Excerpts from an object detection dataset:
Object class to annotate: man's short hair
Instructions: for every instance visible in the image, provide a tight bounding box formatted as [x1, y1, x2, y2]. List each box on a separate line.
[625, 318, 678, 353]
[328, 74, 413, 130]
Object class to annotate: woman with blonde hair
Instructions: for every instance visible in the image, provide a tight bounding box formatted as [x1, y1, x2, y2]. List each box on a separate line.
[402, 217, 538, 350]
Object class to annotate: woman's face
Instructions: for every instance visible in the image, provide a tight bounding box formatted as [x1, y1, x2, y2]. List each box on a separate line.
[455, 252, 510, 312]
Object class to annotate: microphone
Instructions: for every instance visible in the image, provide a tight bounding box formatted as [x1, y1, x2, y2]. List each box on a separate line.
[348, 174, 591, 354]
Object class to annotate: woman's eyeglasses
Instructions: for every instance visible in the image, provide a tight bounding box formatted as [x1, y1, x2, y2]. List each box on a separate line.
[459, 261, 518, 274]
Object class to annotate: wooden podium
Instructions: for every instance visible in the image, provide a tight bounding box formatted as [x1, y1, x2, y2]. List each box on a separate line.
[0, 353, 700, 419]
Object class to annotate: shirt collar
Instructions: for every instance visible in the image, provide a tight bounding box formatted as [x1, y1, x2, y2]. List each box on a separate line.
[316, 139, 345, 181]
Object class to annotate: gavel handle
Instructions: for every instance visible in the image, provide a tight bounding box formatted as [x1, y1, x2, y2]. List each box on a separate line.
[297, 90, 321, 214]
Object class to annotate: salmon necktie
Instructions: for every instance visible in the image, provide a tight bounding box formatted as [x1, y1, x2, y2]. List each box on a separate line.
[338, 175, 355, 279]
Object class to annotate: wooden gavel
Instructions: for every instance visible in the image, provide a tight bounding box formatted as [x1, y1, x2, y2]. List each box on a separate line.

(Prompt)
Retype all of the records above line by line, changing nothing.

(Correct answer)
Object class to annotate: man's short hair
Instructions: for every instance visible in the image, provide a tight bounding box formatted as [x1, y1, x2, y2]. List each box on a separate line.
[625, 318, 678, 353]
[328, 74, 413, 130]
Object class to annotate: woman with blonde hair
Instructions: for every instance visible in the image, provide a tight bounding box formatted as [x1, y1, x2, y2]. List each box on a separate line.
[402, 217, 538, 350]
Object class to annotate: woman's face
Instructions: for every instance visible in the image, provide a tight bounding box formatted as [x1, y1, x2, y2]. List each box on a separate line.
[455, 252, 510, 312]
Object class to annotate: microphone
Instructions: for every instance visible in the image, provide a tight bounding box formatted as [x1, y1, x2, y2]. List each box on a separate line.
[348, 174, 591, 354]
Object class to annotate: woman's eyeglasses
Instructions: for every instance visible in the image, provide a tight bounding box formatted as [x1, y1, x2, y2]. List each box on a separate line.
[459, 261, 518, 274]
Object class to annotate: wooden podium
Instructions: for every instance visible in the image, provide a tight bounding box formatted as [x1, y1, x2, y2]. List each box on a separate line.
[0, 353, 700, 419]
Object class to annotate: shirt collar
Instructions: for every instance visible in the image, provide a tight bounding box formatted as [x1, y1, x2, y2]. List each box on a separate line.
[316, 139, 345, 181]
Object class to annotate: gavel handle
Instructions: for every instance visible in the image, provide a tight bounding box formatted as [x1, y1, x2, y2]. List each box on a separate line.
[297, 90, 321, 214]
Object class to annotate: salmon necktie
Instructions: for every instance visible in the image, provide a tight bounding box formatted as [x1, y1, x2, y2]. List each box on a separate line.
[338, 175, 355, 279]
Object class to annotate: wooden gavel
Instructions: for every instance visible in the image, provide a tight bounding box formatted as [x1, y1, x2, y2]. List each box on a separate line.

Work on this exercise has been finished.